* start *

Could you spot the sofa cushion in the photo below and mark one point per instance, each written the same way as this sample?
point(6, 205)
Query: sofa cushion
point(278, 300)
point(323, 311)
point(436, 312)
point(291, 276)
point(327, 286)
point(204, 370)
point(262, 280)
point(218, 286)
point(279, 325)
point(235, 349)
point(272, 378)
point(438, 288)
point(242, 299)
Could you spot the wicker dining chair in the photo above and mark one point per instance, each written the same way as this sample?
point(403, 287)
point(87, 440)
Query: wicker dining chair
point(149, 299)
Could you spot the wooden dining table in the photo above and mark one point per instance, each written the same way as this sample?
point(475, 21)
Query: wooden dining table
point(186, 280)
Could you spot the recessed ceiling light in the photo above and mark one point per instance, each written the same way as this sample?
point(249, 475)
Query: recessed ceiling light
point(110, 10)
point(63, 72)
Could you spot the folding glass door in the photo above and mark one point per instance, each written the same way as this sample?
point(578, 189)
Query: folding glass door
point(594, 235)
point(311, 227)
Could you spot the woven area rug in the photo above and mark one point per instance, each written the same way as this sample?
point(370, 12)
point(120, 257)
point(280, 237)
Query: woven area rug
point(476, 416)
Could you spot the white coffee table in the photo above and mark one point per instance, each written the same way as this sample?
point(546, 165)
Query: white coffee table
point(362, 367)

* end *
* start *

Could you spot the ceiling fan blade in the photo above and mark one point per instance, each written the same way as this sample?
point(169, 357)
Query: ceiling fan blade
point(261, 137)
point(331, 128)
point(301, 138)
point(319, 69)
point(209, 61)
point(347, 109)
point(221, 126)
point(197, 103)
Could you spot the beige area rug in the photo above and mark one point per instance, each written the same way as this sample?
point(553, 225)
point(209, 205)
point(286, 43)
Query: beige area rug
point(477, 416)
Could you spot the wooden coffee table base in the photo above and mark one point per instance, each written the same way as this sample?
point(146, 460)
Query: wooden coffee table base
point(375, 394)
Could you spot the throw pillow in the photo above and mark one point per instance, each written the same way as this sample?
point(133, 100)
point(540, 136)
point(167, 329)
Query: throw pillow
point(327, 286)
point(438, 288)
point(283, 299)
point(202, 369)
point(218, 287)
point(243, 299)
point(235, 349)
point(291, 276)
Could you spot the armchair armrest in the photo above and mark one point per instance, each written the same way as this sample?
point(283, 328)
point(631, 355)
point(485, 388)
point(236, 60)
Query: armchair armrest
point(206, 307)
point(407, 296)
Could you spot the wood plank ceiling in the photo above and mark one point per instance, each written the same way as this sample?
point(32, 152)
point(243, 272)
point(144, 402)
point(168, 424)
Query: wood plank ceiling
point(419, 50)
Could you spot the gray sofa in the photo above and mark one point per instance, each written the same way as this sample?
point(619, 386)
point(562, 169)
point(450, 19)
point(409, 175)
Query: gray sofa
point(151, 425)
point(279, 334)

* end *

Exercise objective: Lay out everything in the data above from the line containing "Could you spot the wooden dining" down to the line containing "point(63, 72)", both ends included, as a numbered list with blank lines dropped.

Written answer:
1. Could you spot the wooden dining table in the photo above and mark one point per instance, each written the same way as this sample?
2. point(475, 21)
3. Query: wooden dining table
4. point(186, 280)
5. Could you spot the recessed ceiling light in the photo above and mark one point per instance, each written the same way as this sample?
6. point(249, 475)
7. Query: recessed ceiling light
8. point(110, 10)
9. point(63, 72)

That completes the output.